● Task to complete
Swap "keypoint" for "marker" in the lines beginning with the line that contains "Reviewer note: confirm that each instance of the couch cushion" and going on through the line that contains "[(503, 64), (483, 171)]", leaving everything else as it is. Give back only those lines.

● Input material
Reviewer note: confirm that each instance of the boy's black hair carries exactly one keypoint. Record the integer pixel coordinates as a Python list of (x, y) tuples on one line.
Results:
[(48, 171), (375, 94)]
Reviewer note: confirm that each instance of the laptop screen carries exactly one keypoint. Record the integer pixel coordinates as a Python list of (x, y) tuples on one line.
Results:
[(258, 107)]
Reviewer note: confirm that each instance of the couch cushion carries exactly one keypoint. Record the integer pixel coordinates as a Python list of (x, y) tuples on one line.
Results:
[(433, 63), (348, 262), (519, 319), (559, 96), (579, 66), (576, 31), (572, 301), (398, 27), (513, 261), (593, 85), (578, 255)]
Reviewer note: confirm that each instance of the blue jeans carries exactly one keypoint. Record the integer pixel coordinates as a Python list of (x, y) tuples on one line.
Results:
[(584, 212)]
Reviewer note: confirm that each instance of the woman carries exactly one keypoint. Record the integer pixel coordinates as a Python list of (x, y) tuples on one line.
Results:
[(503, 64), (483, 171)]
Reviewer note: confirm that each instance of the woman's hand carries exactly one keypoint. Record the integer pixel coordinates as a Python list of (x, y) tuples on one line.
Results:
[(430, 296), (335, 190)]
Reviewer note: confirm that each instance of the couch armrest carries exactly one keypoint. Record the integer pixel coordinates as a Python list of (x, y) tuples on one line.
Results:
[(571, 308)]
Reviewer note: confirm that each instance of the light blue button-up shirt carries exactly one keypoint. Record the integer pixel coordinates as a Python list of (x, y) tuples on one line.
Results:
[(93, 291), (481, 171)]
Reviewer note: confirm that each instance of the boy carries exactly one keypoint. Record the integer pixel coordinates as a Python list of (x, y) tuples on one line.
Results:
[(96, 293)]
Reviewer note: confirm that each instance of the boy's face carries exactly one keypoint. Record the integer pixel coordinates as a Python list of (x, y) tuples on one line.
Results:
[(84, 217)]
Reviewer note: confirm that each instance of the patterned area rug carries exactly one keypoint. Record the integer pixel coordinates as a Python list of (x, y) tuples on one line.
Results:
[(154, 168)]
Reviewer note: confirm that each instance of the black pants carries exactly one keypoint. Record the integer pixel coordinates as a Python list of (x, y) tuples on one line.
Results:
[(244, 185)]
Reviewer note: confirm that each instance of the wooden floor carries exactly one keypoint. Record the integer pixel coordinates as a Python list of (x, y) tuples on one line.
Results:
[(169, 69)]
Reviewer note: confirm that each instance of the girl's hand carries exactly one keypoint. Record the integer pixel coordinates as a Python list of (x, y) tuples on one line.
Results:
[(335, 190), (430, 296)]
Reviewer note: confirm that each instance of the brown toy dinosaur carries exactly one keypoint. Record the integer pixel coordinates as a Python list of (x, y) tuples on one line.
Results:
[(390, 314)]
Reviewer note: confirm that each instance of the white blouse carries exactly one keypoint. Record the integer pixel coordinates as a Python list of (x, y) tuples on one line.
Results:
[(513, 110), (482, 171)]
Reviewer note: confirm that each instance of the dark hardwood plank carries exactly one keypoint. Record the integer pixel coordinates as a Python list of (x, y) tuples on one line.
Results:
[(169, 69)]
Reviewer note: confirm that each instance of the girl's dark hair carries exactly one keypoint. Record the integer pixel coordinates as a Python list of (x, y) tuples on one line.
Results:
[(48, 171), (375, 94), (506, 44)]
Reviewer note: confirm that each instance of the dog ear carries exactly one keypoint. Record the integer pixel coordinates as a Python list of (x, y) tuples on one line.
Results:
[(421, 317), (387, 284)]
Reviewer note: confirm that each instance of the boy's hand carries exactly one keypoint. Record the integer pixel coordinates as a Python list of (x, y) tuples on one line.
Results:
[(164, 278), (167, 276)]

==

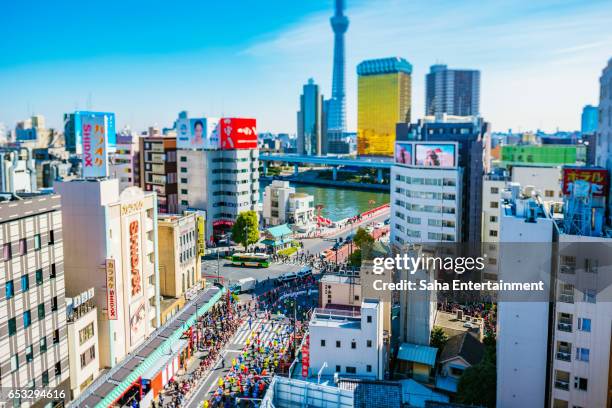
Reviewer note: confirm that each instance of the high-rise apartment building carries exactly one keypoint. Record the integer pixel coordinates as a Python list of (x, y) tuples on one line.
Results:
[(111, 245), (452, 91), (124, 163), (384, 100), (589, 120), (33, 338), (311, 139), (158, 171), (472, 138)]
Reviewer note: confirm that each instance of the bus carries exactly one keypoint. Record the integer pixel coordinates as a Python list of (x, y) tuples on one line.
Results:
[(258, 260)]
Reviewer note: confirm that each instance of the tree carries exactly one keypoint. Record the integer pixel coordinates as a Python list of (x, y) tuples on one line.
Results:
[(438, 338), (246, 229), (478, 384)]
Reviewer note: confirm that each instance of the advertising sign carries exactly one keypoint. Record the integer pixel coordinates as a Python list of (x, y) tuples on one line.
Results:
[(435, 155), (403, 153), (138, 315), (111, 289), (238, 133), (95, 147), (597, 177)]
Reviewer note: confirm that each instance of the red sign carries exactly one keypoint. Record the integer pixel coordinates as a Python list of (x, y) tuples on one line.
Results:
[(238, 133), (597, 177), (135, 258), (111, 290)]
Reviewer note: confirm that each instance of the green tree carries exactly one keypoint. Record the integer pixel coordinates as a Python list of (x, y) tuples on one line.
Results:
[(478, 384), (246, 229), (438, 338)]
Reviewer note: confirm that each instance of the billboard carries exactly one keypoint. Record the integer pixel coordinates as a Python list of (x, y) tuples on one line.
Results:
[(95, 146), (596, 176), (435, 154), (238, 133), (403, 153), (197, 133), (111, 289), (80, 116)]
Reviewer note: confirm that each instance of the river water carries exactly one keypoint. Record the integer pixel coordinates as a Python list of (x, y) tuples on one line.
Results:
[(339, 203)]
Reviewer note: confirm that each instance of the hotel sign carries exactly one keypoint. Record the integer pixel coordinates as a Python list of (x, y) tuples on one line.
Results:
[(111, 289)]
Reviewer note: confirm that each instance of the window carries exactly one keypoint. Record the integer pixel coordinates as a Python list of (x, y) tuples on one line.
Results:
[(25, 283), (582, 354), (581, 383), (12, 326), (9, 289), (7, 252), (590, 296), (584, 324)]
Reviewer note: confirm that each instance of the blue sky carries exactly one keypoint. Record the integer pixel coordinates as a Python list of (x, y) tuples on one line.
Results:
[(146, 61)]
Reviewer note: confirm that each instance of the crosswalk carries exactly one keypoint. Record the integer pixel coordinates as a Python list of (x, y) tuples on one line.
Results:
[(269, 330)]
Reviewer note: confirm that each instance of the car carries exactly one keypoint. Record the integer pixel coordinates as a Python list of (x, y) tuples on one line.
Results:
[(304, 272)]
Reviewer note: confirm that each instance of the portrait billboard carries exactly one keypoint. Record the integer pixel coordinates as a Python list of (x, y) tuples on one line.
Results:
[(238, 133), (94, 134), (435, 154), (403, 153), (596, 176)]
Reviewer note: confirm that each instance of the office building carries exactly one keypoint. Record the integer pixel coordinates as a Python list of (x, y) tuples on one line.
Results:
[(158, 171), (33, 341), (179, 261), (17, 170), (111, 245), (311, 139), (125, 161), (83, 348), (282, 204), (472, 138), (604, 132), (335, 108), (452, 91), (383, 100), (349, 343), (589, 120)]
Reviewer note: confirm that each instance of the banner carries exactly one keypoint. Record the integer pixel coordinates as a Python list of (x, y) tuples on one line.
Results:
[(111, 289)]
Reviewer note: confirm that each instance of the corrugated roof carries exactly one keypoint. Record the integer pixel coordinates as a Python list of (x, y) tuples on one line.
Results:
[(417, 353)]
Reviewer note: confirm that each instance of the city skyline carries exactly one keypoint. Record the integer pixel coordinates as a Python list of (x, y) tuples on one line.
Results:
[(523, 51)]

● Answer to the exercise
Reviewer note: confirm that each instance of the couch cushion carries exactly one marker. Record the integer pixel coordinates as a Python list of (x, y) tuples on one line.
Results:
[(433, 63), (348, 262), (519, 319), (559, 96), (579, 66), (576, 31), (572, 301), (398, 27), (513, 261), (593, 85), (578, 255)]
Reviewer note: confirm that each instance of the blue jeans carries exactly one marker. Record the integer pixel coordinates as a Python list of (x, y) tuples on one line.
Results:
[(584, 212)]
Reviewer note: confirm that each instance of the woman carries exactly one marker. Record the integer pixel coordinates as a Python list of (x, y) tuples on one line.
Results:
[(503, 64), (483, 171)]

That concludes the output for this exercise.